WHAT IS NEEDED:
Transcribe the entries below without changing a word, and omit every picture.

DATA IN THIS EXERCISE:
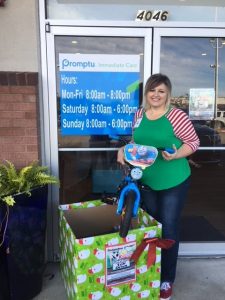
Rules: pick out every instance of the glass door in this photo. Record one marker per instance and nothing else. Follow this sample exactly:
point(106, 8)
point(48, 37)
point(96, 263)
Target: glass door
point(95, 86)
point(194, 59)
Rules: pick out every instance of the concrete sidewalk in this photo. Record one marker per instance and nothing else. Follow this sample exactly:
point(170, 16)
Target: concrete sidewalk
point(197, 279)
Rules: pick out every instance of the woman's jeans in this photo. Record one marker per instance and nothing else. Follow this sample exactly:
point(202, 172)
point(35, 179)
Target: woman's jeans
point(166, 206)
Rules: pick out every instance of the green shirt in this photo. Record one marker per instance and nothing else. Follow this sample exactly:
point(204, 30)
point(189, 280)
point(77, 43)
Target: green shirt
point(162, 174)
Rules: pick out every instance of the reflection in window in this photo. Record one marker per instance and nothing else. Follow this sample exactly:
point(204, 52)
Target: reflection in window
point(197, 77)
point(96, 45)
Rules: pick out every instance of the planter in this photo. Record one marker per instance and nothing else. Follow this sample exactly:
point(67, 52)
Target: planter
point(22, 256)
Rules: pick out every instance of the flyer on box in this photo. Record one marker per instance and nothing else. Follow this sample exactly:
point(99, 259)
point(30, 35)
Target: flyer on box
point(119, 268)
point(99, 94)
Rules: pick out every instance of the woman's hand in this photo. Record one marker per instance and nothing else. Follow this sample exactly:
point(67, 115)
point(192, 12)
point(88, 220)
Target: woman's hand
point(184, 151)
point(170, 156)
point(120, 156)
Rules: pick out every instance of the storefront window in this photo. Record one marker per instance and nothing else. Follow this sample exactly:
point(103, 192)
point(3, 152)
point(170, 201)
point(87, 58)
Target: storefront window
point(99, 88)
point(197, 71)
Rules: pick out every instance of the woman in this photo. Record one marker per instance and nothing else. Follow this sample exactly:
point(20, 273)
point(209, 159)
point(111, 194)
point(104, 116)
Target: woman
point(167, 180)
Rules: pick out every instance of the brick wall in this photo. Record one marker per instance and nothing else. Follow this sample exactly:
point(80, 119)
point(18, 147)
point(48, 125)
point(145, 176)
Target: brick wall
point(19, 129)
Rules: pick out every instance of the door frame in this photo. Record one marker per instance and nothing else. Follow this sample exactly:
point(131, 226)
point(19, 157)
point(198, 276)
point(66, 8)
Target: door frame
point(50, 118)
point(189, 248)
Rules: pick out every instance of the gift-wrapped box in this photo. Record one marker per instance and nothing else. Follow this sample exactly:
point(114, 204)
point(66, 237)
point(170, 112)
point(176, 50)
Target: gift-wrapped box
point(96, 262)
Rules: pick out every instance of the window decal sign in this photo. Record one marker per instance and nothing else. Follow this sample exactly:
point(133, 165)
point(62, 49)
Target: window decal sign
point(119, 267)
point(202, 104)
point(99, 94)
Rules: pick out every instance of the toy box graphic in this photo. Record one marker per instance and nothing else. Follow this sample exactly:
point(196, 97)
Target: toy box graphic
point(95, 260)
point(119, 268)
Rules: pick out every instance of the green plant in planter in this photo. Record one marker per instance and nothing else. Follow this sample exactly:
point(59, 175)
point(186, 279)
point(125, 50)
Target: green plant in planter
point(23, 222)
point(14, 181)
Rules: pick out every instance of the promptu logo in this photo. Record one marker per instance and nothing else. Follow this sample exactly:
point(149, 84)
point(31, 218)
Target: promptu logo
point(66, 63)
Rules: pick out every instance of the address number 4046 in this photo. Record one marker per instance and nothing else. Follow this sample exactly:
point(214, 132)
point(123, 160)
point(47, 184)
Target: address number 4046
point(148, 15)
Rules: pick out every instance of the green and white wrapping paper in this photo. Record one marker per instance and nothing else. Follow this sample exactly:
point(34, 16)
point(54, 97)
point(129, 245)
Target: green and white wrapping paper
point(83, 260)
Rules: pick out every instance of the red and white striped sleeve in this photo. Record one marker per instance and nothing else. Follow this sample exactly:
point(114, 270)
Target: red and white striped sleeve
point(183, 128)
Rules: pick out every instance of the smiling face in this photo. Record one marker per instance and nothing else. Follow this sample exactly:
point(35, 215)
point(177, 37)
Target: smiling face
point(158, 96)
point(157, 92)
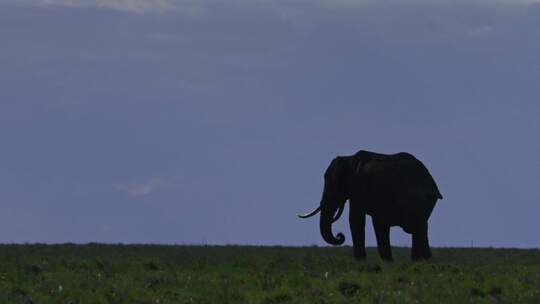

EXERCISE SOLUTION:
Rules: pick out every instance of the glass door in this photo. Record one marker per instance and nothing else. Follow this sample exactly:
point(106, 8)
point(48, 37)
point(96, 263)
Target: glass door
point(95, 86)
point(194, 59)
Rules: pick out every instance of the concrete sidewalk in this photo. Record one marker per instance and nothing else. Follow this sample exactly:
point(170, 16)
Target: concrete sidewalk
point(197, 279)
Rules: pick out every instance of the woman's jeans in this photo. Record one marker per instance and nothing else. Follow this sample exactly:
point(202, 172)
point(35, 179)
Target: woman's jeans
point(166, 206)
Rules: pick out every instance of the green shirt in this photo. Record one marker per instance and nothing else. Follow this sample exactly:
point(204, 30)
point(189, 280)
point(77, 43)
Target: green shirt
point(162, 174)
Rules: pick out every instance of the reflection in window in this photo. Record one marker per instance and nothing else. Follow this sample exactly:
point(204, 52)
Target: reflection in window
point(197, 77)
point(96, 45)
Rules: pick out every instance of the planter in this photo. Record one marker per instance and nothing else. Follow this sample exactly:
point(67, 52)
Target: planter
point(22, 256)
Rules: pick out every instance of the flyer on box in this photo. Record one marker per instance and nothing else. Follow this sample exactly:
point(99, 259)
point(30, 35)
Target: flyer on box
point(119, 268)
point(99, 94)
Rules: pick out every instance of the woman's hand in this photo. Record one marker per instance and nothing else. Follow this sample exactly:
point(67, 115)
point(192, 12)
point(88, 220)
Target: woman's hand
point(184, 151)
point(170, 156)
point(120, 156)
Rules: pick out every instance of the storefront window in this photo. Record one marker per instance and nothing else. Follow this sample exactly:
point(103, 192)
point(3, 152)
point(170, 201)
point(87, 58)
Target: storefront window
point(99, 88)
point(197, 71)
Rules: pick out every instance of the woman in this photo. Record one marker per instance and nothing else. Follow this sample exactly:
point(20, 273)
point(209, 159)
point(111, 194)
point(104, 116)
Target: woman
point(167, 180)
Rules: pick out every instance of the brick wall in this photo. Record one marker per instance and nothing else. Follow this sample exactly:
point(80, 119)
point(18, 147)
point(48, 125)
point(145, 176)
Target: brick wall
point(19, 129)
Rules: pick out every instance of the door frame in this photo. Record one marker per instance and nothing else. Follow this sample exactly:
point(131, 226)
point(19, 157)
point(198, 276)
point(66, 8)
Target: door frame
point(50, 118)
point(189, 248)
Rules: pick out every instance of the gift-wrapped box in this photo. Record one marker per instance and nothing else. Follow this sample exactly:
point(114, 204)
point(66, 237)
point(170, 112)
point(176, 50)
Target: gift-wrapped box
point(96, 262)
Rules: pick out every instance of the window decal sign in this photo. Record one marker per instance and nothing else. Follow this sample exactly:
point(133, 165)
point(62, 49)
Target: window decal sign
point(119, 267)
point(202, 104)
point(99, 94)
Rules: pick out every instance of the toy box graphic in this photo. Record one marker per instance and nothing else. Follow this sample exactly:
point(196, 97)
Target: toy box graphic
point(95, 260)
point(119, 268)
Rules: pick out every instance of the green plant in planter in this photo. Record one marker per instance and nothing else. Follow this sample exactly:
point(59, 175)
point(186, 279)
point(125, 50)
Target: green plant in planter
point(23, 222)
point(14, 181)
Rules: pick out every instance of the promptu logo in this photo. Record one marker per instance and nothing else. Follow this sample exactly:
point(149, 84)
point(31, 218)
Target: promptu logo
point(66, 63)
Rules: pick out every instance of the address number 4046 in this photo. Record one marker per instance and nothing else. Follow this sample exactly:
point(214, 132)
point(123, 160)
point(47, 184)
Target: address number 4046
point(148, 15)
Rules: pick out every instance of the green and white wrapping paper in this photo. Record one marker per instance and nothing else. Follow this sample exactly:
point(34, 16)
point(54, 97)
point(129, 245)
Target: green and white wrapping paper
point(83, 260)
Rules: pick out every instance of the red and white striped sleeve in this photo. Record one marker per instance and nothing else. Follow this sample exactly:
point(114, 270)
Target: red and white striped sleeve
point(183, 128)
Rules: pick out every instance of the smiling face in this photo. Record one marker per instance and nothing else. Follow this sample exactly:
point(35, 215)
point(177, 37)
Target: smiling face
point(158, 96)
point(157, 92)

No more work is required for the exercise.